EXERCISE
Gather every line in the records below that contains the word "bract". Copy each such line in full.

________

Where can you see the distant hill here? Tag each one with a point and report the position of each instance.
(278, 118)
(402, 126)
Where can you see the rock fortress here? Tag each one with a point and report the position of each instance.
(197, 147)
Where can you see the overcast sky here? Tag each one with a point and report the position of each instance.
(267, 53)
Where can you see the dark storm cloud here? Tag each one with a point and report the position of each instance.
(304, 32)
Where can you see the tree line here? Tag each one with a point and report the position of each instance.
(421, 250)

________

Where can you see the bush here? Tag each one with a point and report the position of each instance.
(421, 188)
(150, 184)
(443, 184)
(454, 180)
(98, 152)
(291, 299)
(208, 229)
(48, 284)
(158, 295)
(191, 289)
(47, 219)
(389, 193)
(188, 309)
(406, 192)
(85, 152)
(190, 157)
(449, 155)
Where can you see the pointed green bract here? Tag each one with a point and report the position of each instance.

________

EXERCISE SOLUTION
Where can you see the pointed green bract here? Tag each one with a point and report the position of each instance.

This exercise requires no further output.